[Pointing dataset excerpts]

--------------------------------

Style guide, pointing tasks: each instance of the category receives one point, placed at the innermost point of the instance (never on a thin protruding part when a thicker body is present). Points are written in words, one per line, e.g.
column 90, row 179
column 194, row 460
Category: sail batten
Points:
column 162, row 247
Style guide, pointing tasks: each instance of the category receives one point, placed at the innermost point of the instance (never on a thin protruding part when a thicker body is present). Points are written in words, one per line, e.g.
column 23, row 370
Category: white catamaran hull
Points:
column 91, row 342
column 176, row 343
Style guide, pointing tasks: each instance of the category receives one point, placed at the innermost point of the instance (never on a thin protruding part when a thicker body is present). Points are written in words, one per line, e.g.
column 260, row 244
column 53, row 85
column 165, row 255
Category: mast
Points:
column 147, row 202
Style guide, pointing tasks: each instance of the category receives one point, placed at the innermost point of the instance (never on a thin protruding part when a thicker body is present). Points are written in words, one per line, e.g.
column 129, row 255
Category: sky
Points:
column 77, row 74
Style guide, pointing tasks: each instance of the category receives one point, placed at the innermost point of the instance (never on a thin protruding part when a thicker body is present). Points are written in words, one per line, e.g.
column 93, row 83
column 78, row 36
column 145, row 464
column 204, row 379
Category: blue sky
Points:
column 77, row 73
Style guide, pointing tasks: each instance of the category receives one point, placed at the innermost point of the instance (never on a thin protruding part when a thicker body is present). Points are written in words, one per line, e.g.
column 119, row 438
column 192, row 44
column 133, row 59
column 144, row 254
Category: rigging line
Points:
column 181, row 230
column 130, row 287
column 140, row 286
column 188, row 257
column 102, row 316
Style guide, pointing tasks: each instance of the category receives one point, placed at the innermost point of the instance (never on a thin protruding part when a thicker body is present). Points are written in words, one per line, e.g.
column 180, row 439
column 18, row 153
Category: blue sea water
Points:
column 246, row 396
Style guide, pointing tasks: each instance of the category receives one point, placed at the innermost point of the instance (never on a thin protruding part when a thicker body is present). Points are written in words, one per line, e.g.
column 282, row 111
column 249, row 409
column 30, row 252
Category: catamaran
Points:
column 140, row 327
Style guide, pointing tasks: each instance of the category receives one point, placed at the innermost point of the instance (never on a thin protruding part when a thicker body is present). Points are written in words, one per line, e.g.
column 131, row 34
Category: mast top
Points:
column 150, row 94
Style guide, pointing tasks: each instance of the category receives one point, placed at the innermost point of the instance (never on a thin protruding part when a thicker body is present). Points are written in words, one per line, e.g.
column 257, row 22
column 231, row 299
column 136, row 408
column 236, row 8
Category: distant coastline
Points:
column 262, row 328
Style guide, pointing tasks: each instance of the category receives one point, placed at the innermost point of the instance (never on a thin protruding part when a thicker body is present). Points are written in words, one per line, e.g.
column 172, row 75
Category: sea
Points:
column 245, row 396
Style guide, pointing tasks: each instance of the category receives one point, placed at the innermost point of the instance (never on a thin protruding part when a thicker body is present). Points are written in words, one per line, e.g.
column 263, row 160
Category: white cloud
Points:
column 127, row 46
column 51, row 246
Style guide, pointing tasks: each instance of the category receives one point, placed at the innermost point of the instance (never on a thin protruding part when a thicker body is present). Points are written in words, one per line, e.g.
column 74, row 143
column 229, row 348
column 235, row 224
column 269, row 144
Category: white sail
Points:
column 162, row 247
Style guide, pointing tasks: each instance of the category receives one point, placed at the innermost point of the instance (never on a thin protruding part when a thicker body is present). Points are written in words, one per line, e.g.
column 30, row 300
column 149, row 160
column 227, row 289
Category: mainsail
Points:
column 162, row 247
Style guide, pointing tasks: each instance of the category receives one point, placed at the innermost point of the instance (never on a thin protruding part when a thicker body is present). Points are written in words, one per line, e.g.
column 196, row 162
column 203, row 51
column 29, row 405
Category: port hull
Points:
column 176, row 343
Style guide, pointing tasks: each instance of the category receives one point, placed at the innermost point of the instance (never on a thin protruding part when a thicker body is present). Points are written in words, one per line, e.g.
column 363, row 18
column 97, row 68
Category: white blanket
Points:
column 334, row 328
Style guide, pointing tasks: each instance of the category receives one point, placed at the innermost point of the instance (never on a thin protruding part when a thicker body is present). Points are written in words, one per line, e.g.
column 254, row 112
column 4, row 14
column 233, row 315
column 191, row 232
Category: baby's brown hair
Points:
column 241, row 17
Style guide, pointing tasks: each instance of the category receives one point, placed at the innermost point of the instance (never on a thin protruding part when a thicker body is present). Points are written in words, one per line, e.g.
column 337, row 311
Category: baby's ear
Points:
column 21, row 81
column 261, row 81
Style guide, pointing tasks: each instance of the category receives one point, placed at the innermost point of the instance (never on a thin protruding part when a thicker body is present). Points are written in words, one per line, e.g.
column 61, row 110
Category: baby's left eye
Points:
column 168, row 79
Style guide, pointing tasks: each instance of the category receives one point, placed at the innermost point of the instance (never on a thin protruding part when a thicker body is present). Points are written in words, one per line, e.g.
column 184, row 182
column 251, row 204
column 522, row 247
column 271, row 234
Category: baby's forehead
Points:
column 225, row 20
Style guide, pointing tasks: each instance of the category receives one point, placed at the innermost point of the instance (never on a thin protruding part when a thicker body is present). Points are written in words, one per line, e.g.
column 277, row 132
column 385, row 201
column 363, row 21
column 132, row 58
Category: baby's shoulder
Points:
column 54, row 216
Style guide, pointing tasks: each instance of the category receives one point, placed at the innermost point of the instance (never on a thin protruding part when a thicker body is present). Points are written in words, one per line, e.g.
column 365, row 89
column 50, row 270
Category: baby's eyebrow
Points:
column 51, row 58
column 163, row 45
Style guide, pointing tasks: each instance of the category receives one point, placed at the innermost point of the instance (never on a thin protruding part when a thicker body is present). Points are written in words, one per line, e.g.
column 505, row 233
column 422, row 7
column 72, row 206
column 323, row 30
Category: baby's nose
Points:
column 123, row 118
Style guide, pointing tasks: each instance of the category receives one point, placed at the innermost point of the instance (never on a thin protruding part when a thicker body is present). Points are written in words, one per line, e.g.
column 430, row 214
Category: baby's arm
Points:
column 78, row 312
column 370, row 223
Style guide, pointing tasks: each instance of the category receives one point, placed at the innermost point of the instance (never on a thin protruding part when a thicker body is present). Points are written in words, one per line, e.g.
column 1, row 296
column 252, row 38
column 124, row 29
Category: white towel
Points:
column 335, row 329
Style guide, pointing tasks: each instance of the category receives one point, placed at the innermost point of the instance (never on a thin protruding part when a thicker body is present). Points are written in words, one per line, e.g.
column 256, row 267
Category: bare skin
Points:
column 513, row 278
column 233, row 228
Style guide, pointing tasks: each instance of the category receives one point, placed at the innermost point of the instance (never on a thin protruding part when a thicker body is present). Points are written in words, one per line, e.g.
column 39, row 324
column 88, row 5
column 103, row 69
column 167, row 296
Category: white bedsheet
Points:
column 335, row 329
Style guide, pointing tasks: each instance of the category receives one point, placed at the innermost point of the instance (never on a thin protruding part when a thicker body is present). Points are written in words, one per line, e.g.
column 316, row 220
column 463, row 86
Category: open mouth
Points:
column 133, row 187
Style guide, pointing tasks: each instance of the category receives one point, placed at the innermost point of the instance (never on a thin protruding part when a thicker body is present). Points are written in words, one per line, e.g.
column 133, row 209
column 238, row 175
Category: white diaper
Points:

--------------------------------

Restate the records, all of them, precisely as written.

Style guide, pointing tasks: each instance of the category receives one point, placed at the innermost point of the instance (never on a thin protruding part when a thicker body is present). Points are written in words, one per line, e.g.
column 90, row 179
column 194, row 460
Category: sail batten
Points:
column 162, row 247
Style guide, pointing tasks: each instance of the category receives one point, placed at the innermost point of the instance (never on a thin protruding part when a thicker body is present). Points are written in words, one per line, e.g.
column 23, row 370
Category: white catamaran hull
Points:
column 91, row 342
column 176, row 343
Style guide, pointing tasks: each instance of the category receives one point, placed at the innermost point of the instance (never on a thin protruding part when a thicker body is present). Points are written in words, one per line, e.g.
column 260, row 244
column 53, row 85
column 165, row 255
Category: mast
Points:
column 147, row 202
Style guide, pointing tasks: each instance of the category receives one point, placed at the innermost point of the instance (never on a thin protruding part when a thicker body is present). Points are written in words, one per line, e.g.
column 129, row 255
Category: sky
Points:
column 77, row 74
Style guide, pointing tasks: each instance of the category receives one point, placed at the innermost point of the instance (never on a thin protruding part when a thicker body is present). Points are written in words, one per line, e.g.
column 93, row 83
column 78, row 36
column 145, row 464
column 204, row 379
Category: blue sky
Points:
column 77, row 73
Style guide, pointing tasks: each instance of the category receives one point, placed at the innermost point of the instance (never on a thin protruding part when a thicker body is present). Points are written in words, one per line, e.g.
column 119, row 438
column 192, row 44
column 133, row 59
column 144, row 254
Category: rigging line
Points:
column 181, row 230
column 130, row 287
column 140, row 286
column 188, row 257
column 102, row 316
Style guide, pointing tasks: each instance of the category receives one point, placed at the innermost point of the instance (never on a thin protruding part when a thicker body is present). Points are written in words, one per line, e.g.
column 180, row 439
column 18, row 153
Category: blue sea water
Points:
column 246, row 396
Style guide, pointing tasks: each instance of the category receives one point, placed at the innermost point of the instance (never on a thin protruding part when a thicker body is present). Points are written in words, one per line, e.g.
column 282, row 111
column 249, row 409
column 30, row 252
Category: catamaran
Points:
column 140, row 327
Style guide, pointing tasks: each instance of the category receives one point, placed at the innermost point of the instance (never on a thin protruding part when a thicker body is present). Points are written in words, one per line, e.g.
column 131, row 34
Category: mast top
Points:
column 150, row 94
Style guide, pointing tasks: each instance of the category receives one point, placed at the innermost point of the instance (never on a thin protruding part when a thicker body is present). Points are written in words, one per line, e.g.
column 257, row 22
column 231, row 299
column 136, row 408
column 236, row 8
Category: distant coastline
Points:
column 262, row 328
Style guide, pointing tasks: each instance of the category receives one point, placed at the innermost point of the instance (never on a thin protruding part when a thicker body is present). Points are written in words, one per line, e.g.
column 172, row 75
Category: sea
Points:
column 245, row 396
Style guide, pointing tasks: each instance of the category receives one point, placed at the innermost point of the instance (never on a thin protruding part when a thicker body is present). Points are written in words, one per line, e.g.
column 263, row 160
Category: white cloud
Points:
column 127, row 46
column 51, row 246
Style guide, pointing tasks: each instance of the category receives one point, placed at the innermost point of the instance (never on a thin protruding part when a thicker body is present). Points are written in words, one per line, e.g.
column 74, row 143
column 229, row 348
column 235, row 224
column 269, row 144
Category: white sail
Points:
column 162, row 247
Style guide, pointing tasks: each instance of the category receives one point, placed at the innermost point of the instance (never on a thin protruding part when a thicker body is present). Points are written in words, one per line, e.g.
column 30, row 300
column 149, row 160
column 227, row 289
Category: mainsail
Points:
column 162, row 247
Style guide, pointing tasks: each instance of the category receives one point, placed at the innermost point of the instance (never on a thin protruding part when a thicker body is present). Points are written in words, one per line, e.g.
column 196, row 162
column 203, row 51
column 29, row 405
Category: port hull
Points:
column 176, row 343
Style guide, pointing tasks: each instance of the category receives one point, placed at the innermost point of the instance (never on a thin protruding part when a thicker body is present). Points are written in words, one per line, e.g.
column 363, row 18
column 97, row 68
Category: white blanket
Points:
column 334, row 328
Style guide, pointing tasks: each instance of the category receives one point, placed at the innermost point of the instance (never on a thin protruding part when a thicker body is present). Points are written in words, one per line, e.g.
column 254, row 112
column 4, row 14
column 233, row 315
column 191, row 232
Category: baby's brown hair
Points:
column 241, row 17
Style guide, pointing tasks: each instance of the category receives one point, placed at the innermost point of the instance (never on a thin protruding part when a thicker body is present). Points are written in words, one per line, e.g.
column 337, row 311
Category: baby's ear
Points:
column 21, row 81
column 261, row 81
Style guide, pointing tasks: each instance of the category receives one point, placed at the innermost point of the instance (never on a thin protruding part when a thicker body is present). Points are written in words, one per line, e.g.
column 61, row 110
Category: baby's left eye
Points:
column 168, row 79
Style guide, pointing tasks: each instance of the category receives one point, placed at the innermost point of the instance (never on a thin protruding part when a thicker body is present). Points are written in words, one per line, e.g.
column 184, row 182
column 251, row 204
column 522, row 247
column 271, row 234
Category: baby's forehead
Points:
column 225, row 20
Style guide, pointing tasks: each instance of the category receives one point, placed at the innermost point of the instance (never on a thin protruding part when a thicker body is present). Points are written in words, one per line, e.g.
column 277, row 132
column 385, row 201
column 363, row 21
column 132, row 58
Category: baby's shoulder
Points:
column 54, row 216
Style guide, pointing tasks: each instance of the category receives one point, placed at the innermost point of the instance (never on a thin protruding part when a thicker body is present). Points are written in words, one per line, e.g.
column 365, row 89
column 50, row 270
Category: baby's eyebrow
Points:
column 51, row 58
column 163, row 45
Style guide, pointing tasks: each instance of the category receives one point, placed at the innermost point of the instance (never on a thin protruding part when a thicker body is present). Points are written in words, one per line, e.g.
column 505, row 233
column 422, row 7
column 72, row 206
column 323, row 30
Category: baby's nose
Points:
column 123, row 118
Style guide, pointing tasks: each instance of the category receives one point, placed at the innermost point of the instance (never on a thin protruding part when a thicker body is present). Points are written in words, one per line, e.g.
column 430, row 214
Category: baby's arm
Points:
column 78, row 312
column 370, row 223
Style guide, pointing tasks: each instance of the category receives one point, placed at the innermost point of the instance (never on a thin protruding part when a thicker body is present). Points are written in words, one per line, e.g.
column 1, row 296
column 252, row 38
column 124, row 29
Category: white towel
Points:
column 335, row 329
Style guide, pointing tasks: each instance of the category receives one point, placed at the innermost point of the instance (never on a thin protruding part when a thicker body is present). Points are written in words, one per line, e.g.
column 256, row 267
Category: bare skin
Points:
column 513, row 278
column 233, row 228
Style guide, pointing tasks: each instance of the category receives one point, placed at the innermost point of the instance (never on a thin protruding part when a thicker body is present). Points are written in words, one per line, e.g.
column 39, row 324
column 88, row 5
column 103, row 69
column 167, row 296
Category: white bedsheet
Points:
column 335, row 329
Style guide, pointing tasks: each instance of the category receives one point, placed at the innermost point of the instance (never on a thin protruding part when a thicker body is present). Points are written in words, one per line, e.g.
column 316, row 220
column 463, row 86
Category: open mouth
Points:
column 133, row 187
Style guide, pointing tasks: each instance of the category receives one point, placed at the innermost point of the instance (never on a thin protruding part when a thicker body is present). Points are written in words, one per line, e.g.
column 133, row 209
column 238, row 175
Category: white diaper
Points:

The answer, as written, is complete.